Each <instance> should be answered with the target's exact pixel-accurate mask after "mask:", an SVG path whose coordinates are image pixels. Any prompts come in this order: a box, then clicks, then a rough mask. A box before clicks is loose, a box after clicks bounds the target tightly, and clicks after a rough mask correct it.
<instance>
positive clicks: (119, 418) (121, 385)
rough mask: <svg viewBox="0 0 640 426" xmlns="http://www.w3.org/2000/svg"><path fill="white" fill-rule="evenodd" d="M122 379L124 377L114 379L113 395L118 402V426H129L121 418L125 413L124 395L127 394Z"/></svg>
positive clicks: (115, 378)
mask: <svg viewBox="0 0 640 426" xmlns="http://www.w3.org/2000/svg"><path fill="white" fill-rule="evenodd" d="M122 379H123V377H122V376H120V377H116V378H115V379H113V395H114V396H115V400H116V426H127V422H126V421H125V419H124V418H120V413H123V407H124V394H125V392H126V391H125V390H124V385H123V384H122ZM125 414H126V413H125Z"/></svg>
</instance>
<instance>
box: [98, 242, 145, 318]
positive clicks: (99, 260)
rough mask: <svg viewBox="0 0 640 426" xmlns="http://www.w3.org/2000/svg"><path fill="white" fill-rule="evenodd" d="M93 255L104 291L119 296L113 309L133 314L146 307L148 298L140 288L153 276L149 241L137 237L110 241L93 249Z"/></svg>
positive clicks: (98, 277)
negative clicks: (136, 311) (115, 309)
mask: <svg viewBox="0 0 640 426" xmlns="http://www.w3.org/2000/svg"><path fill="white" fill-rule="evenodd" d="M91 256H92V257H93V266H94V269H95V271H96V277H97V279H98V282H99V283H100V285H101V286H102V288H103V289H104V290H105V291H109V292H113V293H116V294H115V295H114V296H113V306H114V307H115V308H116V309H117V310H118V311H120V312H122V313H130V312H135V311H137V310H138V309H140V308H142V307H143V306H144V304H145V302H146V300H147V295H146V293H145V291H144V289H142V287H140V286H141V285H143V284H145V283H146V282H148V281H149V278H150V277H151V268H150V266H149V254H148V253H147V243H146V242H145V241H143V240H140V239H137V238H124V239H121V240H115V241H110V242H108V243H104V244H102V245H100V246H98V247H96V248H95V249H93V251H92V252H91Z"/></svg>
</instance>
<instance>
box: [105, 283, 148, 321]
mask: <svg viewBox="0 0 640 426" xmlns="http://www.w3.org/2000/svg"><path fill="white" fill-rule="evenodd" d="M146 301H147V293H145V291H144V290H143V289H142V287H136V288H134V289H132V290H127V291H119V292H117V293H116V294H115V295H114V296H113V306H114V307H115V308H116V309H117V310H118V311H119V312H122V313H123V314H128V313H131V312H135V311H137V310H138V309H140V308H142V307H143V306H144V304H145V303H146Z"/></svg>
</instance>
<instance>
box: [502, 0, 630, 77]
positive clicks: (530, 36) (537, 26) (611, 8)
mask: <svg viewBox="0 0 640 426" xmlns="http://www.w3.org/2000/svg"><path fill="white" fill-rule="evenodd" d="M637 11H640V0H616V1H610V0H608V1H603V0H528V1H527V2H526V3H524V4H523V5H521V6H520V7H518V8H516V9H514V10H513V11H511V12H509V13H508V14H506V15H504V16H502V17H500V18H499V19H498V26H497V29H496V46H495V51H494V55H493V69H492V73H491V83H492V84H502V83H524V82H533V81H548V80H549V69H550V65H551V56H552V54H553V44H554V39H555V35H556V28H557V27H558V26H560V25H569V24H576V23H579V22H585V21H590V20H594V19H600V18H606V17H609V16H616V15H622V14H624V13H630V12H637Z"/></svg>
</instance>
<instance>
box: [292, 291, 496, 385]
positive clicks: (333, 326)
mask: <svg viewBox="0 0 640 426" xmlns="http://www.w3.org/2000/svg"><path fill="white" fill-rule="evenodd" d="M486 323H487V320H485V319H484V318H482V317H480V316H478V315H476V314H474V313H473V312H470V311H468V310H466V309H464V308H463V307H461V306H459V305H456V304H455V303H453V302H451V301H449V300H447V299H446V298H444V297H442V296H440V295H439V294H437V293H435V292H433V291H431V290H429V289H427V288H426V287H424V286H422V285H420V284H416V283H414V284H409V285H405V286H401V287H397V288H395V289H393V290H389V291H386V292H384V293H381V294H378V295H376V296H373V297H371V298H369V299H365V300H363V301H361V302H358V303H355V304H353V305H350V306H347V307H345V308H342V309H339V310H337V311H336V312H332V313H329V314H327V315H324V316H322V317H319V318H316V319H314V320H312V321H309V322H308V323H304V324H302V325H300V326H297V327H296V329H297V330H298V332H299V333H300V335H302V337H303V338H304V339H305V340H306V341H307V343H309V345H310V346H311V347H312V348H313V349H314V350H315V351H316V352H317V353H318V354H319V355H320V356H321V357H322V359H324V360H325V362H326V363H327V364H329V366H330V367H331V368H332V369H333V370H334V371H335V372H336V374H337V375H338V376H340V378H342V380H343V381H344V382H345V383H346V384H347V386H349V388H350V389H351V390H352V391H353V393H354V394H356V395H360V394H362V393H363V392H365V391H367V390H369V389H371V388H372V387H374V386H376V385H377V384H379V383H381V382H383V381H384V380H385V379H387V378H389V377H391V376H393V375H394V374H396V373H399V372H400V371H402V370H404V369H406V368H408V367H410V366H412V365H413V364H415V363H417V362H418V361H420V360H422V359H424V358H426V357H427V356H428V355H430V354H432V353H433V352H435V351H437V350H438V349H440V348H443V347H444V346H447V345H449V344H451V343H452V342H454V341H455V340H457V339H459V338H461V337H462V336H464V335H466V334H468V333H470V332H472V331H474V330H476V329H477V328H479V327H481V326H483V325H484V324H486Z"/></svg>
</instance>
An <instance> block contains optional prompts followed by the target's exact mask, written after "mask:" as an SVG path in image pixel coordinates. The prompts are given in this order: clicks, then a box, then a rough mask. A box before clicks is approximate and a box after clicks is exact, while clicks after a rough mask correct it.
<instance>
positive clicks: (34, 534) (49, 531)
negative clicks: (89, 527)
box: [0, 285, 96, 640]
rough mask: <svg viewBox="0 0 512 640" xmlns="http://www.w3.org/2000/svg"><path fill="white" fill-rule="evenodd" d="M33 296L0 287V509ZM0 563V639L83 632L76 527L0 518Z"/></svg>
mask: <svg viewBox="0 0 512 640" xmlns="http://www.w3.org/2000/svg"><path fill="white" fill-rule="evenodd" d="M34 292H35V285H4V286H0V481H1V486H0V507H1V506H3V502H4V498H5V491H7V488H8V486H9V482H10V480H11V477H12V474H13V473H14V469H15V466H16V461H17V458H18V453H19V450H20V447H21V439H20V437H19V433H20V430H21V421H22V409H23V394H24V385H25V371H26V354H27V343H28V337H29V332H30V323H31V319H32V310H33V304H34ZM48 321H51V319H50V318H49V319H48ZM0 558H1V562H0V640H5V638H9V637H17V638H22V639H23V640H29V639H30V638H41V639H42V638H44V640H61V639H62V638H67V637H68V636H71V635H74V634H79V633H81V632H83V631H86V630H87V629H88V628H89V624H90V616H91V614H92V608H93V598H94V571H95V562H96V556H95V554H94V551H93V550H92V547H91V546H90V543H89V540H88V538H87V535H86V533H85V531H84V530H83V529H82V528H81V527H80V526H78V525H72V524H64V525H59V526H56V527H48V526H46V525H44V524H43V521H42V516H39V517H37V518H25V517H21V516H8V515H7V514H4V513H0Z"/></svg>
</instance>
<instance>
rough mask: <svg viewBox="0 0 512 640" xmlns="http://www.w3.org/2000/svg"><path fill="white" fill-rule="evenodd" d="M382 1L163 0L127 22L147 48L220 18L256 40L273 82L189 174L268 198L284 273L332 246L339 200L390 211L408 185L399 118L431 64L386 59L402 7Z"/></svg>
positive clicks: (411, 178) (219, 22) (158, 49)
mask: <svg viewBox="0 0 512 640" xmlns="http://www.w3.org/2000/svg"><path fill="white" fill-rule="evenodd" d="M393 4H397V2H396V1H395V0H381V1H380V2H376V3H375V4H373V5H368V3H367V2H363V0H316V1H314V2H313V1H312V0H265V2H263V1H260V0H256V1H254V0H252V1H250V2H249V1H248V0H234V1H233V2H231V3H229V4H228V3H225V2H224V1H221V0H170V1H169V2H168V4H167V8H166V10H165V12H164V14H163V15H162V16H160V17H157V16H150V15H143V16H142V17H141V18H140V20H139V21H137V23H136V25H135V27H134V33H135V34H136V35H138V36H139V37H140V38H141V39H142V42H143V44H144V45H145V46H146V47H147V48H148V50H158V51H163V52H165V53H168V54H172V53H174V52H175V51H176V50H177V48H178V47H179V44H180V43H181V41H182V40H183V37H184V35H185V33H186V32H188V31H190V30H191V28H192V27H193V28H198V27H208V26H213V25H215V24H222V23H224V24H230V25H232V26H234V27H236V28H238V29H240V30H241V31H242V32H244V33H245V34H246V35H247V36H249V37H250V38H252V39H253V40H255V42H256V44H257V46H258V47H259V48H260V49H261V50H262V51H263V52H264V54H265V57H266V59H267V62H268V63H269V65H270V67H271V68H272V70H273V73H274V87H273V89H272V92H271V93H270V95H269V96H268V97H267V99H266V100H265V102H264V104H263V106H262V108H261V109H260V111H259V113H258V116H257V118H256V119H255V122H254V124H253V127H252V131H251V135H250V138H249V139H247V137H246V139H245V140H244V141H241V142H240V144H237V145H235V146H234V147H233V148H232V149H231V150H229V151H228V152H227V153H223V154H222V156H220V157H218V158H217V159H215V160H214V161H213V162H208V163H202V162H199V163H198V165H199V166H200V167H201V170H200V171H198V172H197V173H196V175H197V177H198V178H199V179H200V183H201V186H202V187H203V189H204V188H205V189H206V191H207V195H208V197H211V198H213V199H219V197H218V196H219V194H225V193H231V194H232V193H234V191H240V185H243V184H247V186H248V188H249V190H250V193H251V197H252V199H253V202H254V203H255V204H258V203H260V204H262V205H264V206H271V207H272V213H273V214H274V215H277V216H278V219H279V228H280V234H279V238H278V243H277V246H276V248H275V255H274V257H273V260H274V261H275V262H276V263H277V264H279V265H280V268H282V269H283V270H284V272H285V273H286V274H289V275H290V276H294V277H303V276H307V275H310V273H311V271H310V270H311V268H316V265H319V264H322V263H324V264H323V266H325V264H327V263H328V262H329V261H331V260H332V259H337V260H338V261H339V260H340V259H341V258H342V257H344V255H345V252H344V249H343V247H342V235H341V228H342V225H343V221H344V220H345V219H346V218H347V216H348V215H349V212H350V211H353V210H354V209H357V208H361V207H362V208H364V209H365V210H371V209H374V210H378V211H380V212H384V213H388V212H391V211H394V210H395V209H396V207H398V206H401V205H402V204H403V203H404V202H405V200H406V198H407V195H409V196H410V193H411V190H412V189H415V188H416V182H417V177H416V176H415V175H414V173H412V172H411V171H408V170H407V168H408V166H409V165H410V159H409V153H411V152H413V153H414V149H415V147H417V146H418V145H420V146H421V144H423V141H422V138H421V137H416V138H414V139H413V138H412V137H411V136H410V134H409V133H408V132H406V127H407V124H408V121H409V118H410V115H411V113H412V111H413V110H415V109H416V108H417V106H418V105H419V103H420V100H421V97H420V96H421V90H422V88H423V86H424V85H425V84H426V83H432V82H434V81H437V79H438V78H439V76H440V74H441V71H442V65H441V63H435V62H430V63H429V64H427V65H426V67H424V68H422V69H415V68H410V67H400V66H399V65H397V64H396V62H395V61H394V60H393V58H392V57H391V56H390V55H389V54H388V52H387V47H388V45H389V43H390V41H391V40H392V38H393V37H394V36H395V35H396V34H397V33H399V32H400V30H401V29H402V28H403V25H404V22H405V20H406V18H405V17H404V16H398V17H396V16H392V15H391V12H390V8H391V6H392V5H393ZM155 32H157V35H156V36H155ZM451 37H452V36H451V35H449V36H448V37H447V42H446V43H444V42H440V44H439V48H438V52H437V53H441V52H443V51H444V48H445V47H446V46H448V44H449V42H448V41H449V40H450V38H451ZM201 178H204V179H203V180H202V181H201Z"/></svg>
+--
TASK GOAL – Send back the lines of the records word for word, from the very first through the line containing "positive clicks: (99, 260)".

TASK ANSWER –
Each <instance> should be answered with the target's exact pixel-accurate mask after "mask:", an SVG path whose coordinates are image pixels. Any prompts come in this order: a box, then clicks, then a rough mask. A box before clicks is loose, a box after clicks bounds the target tightly, and clicks after a rough mask correct it.
<instance>
positive clicks: (119, 418) (121, 385)
rough mask: <svg viewBox="0 0 640 426" xmlns="http://www.w3.org/2000/svg"><path fill="white" fill-rule="evenodd" d="M122 379L124 377L114 379L113 395L118 402V426H129L121 418L125 413L124 395L127 394Z"/></svg>
positive clicks: (115, 378)
mask: <svg viewBox="0 0 640 426" xmlns="http://www.w3.org/2000/svg"><path fill="white" fill-rule="evenodd" d="M122 379H123V377H122V376H120V377H116V378H115V379H113V395H114V396H115V400H116V426H127V422H126V421H125V419H124V418H120V413H123V407H124V394H125V392H126V391H125V390H124V385H123V384H122ZM125 414H126V413H125Z"/></svg>
</instance>
<instance>
box: [98, 242, 145, 318]
positive clicks: (99, 260)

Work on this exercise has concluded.